» **Textauszug**:
Und deine Ärztenachbarn sind mit Punto (!) und Skoda irgendwie repräsentativ? Meine Ärzte fahren ganz was anderes

Richard:

„Ständig ausgewechselte Bosse“? Nicht übertreiben – es wurde EINMAL gewechselt!!!

Matthias Geiger:

Ob die Hochpreisstrategie aufgehen wird zeigt der Markt. Da gibt es Andere die mehr fürs Geld bieten. Polestar sollte eher die chinesischen Preise in Europa durchsetzen.

Voltaire:

Seit Polestar hier in Deutschland erhältlich ist, höre bzw. lese ich in schöner Regelmäßigkeit von einem der ständig ausgewechselten Bosse, dass es aber spätestens in den nächsten ein, zwei Quartalen mit dem Verkauf der Fahrzeuge aber sowas von aufwärts geht, dass es garantiert zu Lieferengpässen kommen wird. Jetzt muss sich nur noch die Realität an die Ankündigungen anpassen.

Bingo:

Also meine zwei Ärztenachbarn fahren Skoda Kombi und Fiat Punto. Mein Anwalt BMW Touring. Wer kauft solche Autos tatsächlich?

» **Auszüge aus Einträgen**:
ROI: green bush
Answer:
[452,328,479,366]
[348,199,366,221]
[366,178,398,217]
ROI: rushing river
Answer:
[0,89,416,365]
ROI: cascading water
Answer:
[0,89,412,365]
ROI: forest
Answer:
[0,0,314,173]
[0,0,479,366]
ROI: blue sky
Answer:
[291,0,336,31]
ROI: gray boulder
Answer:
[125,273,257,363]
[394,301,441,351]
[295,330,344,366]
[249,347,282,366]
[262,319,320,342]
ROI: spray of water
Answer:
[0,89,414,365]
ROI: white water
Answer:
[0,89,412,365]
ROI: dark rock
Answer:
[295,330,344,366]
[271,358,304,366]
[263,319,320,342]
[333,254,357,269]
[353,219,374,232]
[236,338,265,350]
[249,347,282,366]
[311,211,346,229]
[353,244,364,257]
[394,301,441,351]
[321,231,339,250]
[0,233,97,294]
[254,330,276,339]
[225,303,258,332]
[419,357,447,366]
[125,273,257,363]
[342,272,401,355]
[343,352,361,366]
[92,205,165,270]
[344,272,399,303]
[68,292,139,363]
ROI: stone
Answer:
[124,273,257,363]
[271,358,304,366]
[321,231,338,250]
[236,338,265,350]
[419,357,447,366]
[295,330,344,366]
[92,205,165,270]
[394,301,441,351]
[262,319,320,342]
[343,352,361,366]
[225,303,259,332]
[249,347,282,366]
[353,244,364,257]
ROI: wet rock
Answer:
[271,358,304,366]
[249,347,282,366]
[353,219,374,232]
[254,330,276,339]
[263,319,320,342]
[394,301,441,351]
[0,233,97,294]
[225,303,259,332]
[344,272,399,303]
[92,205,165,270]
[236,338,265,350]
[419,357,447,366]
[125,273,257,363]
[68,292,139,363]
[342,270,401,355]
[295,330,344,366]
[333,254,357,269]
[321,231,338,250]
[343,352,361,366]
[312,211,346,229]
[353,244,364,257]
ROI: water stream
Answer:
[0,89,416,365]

» **Aufgabe 1**: Prüfen Sie, ob die folgenden Aussagen mit dem Textauszug übereinstimmen: (a) Laut Richard wurde der Chef bei Polestar nur einmal gewechselt. (b) Matthias Geiger meint, Polestar solle in Europa die chinesischen Preise durchsetzen. (c) Bingos Anwalt fährt einen Skoda Kombi. Antworten Sie jeweils mit Ja oder Nein und zitieren Sie die entscheidenden Wörter des Textauszugs wörtlich.
» **Aufgabe 2**: Benennen Sie in dem Abschnitt des Textauszugs, der mit den Wörtern „Seit Polestar hier“ beginnt und mit „die Ankündigungen anpassen.“ endet, „Bosse“ in „Chefs“ um, und geben Sie den Abschnitt so wieder.

» **Lösung 1**:
(a) Ja: „es wurde EINMAL gewechselt!!!“
(b) Ja: „Polestar sollte eher die chinesischen Preise in Europa durchsetzen.“
(c) Nein: „Mein Anwalt BMW Touring.“

» **Lösung 2**:
Seit Polestar hier in Deutschland erhältlich ist, höre bzw. lese ich in schöner Regelmäßigkeit von einem der ständig ausgewechselten Chefs, dass es aber spätestens in den nächsten ein, zwei Quartalen mit dem Verkauf der Fahrzeuge aber sowas von aufwärts geht, dass es garantiert zu Lieferengpässen kommen wird. Jetzt muss sich nur noch die Realität an die Ankündigungen anpassen.